───── TEXT UNDER STUDY ─────

Don Duncan’s Presentation:
In this era of low projected equity and fixed income returns, it is unlikely that advisors will be able to generate significant alpha unless they operate in niche markets and conduct proprietary research that gives them a competitive advantage. The low hanging fruit has been picked. Instead of looking to hit home runs, advisors need to focus on hitting singles.
We have found that the best way to hit singles is by generating Gamma. This term has been used by David Blanchet, Head of Retirement Research at Morningstar, to describe the value added by applying financial planning principals to asset management. His white paper is titled, “Alpaha Beta and Now Gamma.” He estimated that Gamma can add as much as 1.59% additional return per year.
David and I did a presentation on behalf of the CFA society of Chicago where I provided examples of Gamma using asset location, dedication and diversification. I can tell you that Gamma, defined as increasing after tax wealth, is primarily related to reducing tax drag.
Asset location in its simplest form is putting equities that pay qualified dividends taxed at 15% in taxable accounts and income producing assets taxed at ordinary income tax rates in IRAs. Municipal bonds in a taxable account are better after tax wealth generators that corporate bonds in the same account.
An example of asset dedication would be for clients that want to provide legacy assets for the children to do serial conversions into Roth IRAs. Even if the parents and the children are in the same marginal tax bracket the potential for future tax free compounded returns is impressive. An even better strategy is 529 plans for grandchildren or even great grandchildren. If the compounding time period is long enough, even a 10% penalty for withdrawals not used for education can be overcome with the tax deferral.
Asset diversification is focused on combining assets that have non-correlated cash flow generating capacity with tax advantages. A combination of systematic withdrawals from a financial markets portfolio (qualified dividends, long term capital gains and muni bond interest), rent received form investment properties (some of which is sheltered by depreciation), payments from annuities (some of which is return of basis), managed income from a profitable business would be examples of asset diversification cash flow.
Another Gamma opportunity is tax arbitrage between generations, between different entities and different time horizons
Because of the complexity of our current tax regime. Currently we have 5 different interrelated tax schemes (ordinary, AMT, surtaxes (Medicare and net investment), phase-outs and estate taxes); we have found that you have to actually have to plug the scenarios into tax planning software.
- A different generation strategy would be gifting appreciated assets to low tax bracket family members and having them recognize the gains at their lower rates. The assets stay in the family but at a lower after tax cost.
- A different entity example would be moving high income assets into a special needs trust for a handicapped family member. Have the trust distribute the income which will be taxed at very low rates and potentially offset by medical deductions.
- Timing of Capital Gains is the last example I will provide. People in the 15% tax bracket or lower can have capital gains taxed at 0%. For one of our clients that retire in 2014 we generated over $500,000 of gains.

─────

• **WHAT TO DO**:
- A) Reproduce the presentation between "- A different generation" and "over $500,000 of gains.", inclusive.
- B) Answer these from the presentation:
(i) What job title is given for the person who used the term Gamma?
(ii) How many different interrelated tax schemes does the presentation say we currently have?
(iii) People in what tax bracket can have capital gains taxed at 0%?
Answer using only the presentation.

───── EXERCISE DATA ─────

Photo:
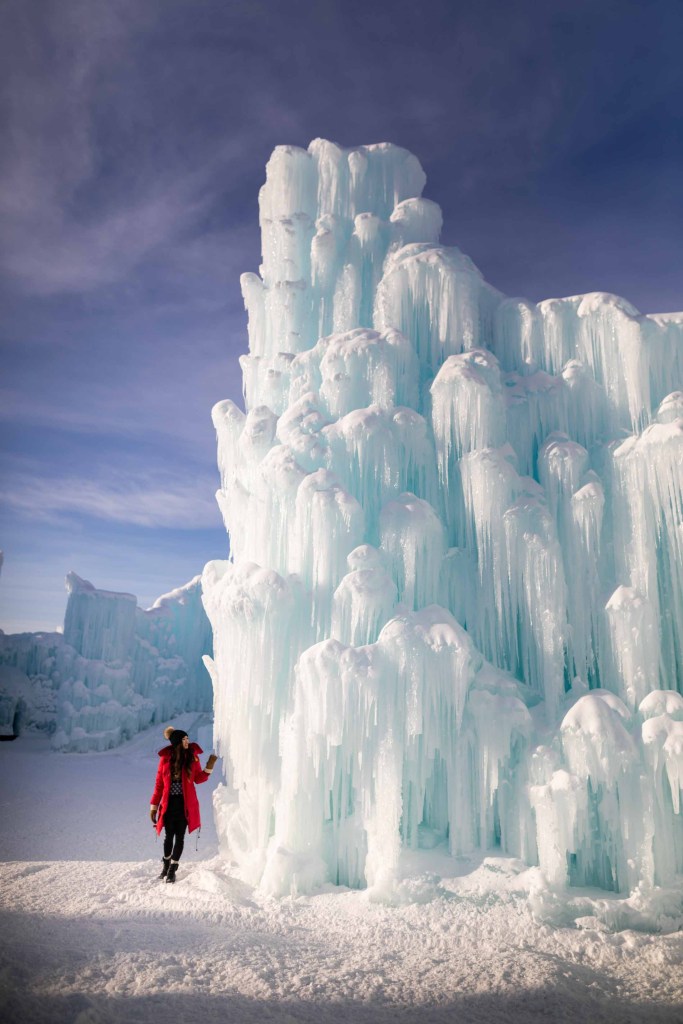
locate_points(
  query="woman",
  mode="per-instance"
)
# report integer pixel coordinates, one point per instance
(174, 804)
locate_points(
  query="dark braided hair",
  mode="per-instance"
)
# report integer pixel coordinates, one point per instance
(180, 758)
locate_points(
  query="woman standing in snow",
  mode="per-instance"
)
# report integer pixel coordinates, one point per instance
(174, 805)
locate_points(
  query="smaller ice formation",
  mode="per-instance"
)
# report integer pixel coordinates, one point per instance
(454, 611)
(116, 669)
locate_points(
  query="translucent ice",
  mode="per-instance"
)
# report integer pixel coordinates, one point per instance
(455, 603)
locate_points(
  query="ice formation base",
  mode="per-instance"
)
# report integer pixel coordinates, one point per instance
(454, 608)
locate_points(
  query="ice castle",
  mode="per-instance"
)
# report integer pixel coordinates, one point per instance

─────

• **TASK-BY-TASK SOLUTIONS**:
- A)
- A different generation strategy would be gifting appreciated assets to low tax bracket family members and having them recognize the gains at their lower rates. The assets stay in the family but at a lower after tax cost.
- A different entity example would be moving high income assets into a special needs trust for a handicapped family member. Have the trust distribute the income which will be taxed at very low rates and potentially offset by medical deductions.
- Timing of Capital Gains is the last example I will provide. People in the 15% tax bracket or lower can have capital gains taxed at 0%. For one of our clients that retire in 2014 we generated over $500,000 of gains.

- B)
(i) Head of Retirement Research at Morningstar
(ii) 5
(iii) The 15% tax bracket or lower